__Your objective__: Identify every line in the items below that contains the word "banner" and copy each of those lines in full. Matching is case-sensitive.

-=-=-

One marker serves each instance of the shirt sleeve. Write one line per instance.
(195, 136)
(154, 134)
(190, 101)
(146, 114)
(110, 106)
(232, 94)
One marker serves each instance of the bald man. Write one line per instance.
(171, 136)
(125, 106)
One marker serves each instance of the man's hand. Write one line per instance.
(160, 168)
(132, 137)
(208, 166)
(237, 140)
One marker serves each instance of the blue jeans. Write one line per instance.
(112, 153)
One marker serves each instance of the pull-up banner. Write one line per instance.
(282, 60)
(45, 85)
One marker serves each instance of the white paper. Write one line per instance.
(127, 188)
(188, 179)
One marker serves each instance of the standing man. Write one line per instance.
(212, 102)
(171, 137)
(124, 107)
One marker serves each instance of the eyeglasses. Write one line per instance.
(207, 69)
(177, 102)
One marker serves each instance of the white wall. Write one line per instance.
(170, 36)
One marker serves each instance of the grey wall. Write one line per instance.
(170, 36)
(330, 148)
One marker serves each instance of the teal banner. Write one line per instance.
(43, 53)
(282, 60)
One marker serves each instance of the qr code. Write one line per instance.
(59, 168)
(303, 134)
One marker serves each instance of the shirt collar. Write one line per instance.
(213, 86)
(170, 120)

-=-=-

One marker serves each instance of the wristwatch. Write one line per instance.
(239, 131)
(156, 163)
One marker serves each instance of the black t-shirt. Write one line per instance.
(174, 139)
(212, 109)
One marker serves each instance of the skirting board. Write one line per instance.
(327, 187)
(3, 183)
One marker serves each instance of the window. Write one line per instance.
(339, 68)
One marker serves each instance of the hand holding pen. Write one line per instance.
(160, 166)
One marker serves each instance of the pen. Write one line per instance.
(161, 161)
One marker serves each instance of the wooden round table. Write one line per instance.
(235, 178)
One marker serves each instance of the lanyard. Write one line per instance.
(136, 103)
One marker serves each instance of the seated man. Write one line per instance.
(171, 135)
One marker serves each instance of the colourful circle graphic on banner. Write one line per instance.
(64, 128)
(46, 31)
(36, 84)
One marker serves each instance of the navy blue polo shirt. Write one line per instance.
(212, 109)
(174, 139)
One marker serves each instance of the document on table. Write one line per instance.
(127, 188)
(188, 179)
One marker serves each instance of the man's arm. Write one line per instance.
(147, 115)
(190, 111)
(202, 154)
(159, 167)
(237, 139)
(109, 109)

-=-=-

__Finished task__:
One marker serves each instance of the pull-up banner. Write one line per instance.
One marker serves each instance of the teal banner. Write one line per instance.
One marker serves each instance of the colourful circle graphic on banner. Write one line per instance.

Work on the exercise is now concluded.